» **Short problem**
Return every line of the records that contains the word "painted".

» **Provided records**
------------------------------------------------------------
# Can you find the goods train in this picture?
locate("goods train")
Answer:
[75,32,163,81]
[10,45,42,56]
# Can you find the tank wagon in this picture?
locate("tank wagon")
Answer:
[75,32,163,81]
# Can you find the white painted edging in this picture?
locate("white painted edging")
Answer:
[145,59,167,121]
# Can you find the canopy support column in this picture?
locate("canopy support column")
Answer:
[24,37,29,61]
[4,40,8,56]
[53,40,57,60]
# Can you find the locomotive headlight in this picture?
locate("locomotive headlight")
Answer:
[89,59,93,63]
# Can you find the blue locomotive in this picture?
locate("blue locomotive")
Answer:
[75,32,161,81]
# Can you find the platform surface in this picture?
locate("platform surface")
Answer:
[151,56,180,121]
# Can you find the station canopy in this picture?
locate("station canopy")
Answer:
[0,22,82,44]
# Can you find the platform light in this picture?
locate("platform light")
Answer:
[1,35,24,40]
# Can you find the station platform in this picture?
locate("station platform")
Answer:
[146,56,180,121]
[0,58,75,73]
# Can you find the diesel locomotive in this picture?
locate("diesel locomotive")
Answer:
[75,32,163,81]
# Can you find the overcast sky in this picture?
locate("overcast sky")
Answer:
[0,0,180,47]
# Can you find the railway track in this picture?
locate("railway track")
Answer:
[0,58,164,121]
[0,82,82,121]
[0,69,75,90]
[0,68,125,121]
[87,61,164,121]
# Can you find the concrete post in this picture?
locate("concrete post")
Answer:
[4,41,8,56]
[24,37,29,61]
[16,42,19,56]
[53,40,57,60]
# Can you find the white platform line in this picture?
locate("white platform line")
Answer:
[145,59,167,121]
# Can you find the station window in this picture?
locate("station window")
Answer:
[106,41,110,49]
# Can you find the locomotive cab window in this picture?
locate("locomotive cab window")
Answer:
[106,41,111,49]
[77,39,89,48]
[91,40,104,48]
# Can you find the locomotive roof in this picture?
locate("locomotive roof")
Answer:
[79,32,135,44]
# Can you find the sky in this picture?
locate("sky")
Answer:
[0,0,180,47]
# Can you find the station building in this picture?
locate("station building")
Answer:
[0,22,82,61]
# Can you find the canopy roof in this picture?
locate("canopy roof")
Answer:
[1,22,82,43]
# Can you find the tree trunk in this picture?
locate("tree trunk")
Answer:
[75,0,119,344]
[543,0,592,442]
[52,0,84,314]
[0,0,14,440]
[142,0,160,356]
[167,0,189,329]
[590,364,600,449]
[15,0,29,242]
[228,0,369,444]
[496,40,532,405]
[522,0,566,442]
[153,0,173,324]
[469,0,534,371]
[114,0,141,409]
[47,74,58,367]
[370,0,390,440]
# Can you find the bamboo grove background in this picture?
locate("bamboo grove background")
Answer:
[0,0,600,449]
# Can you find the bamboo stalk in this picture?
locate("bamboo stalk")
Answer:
------------------------------------------------------------
» **Correct answer**
# Can you find the white painted edging in this picture?
locate("white painted edging")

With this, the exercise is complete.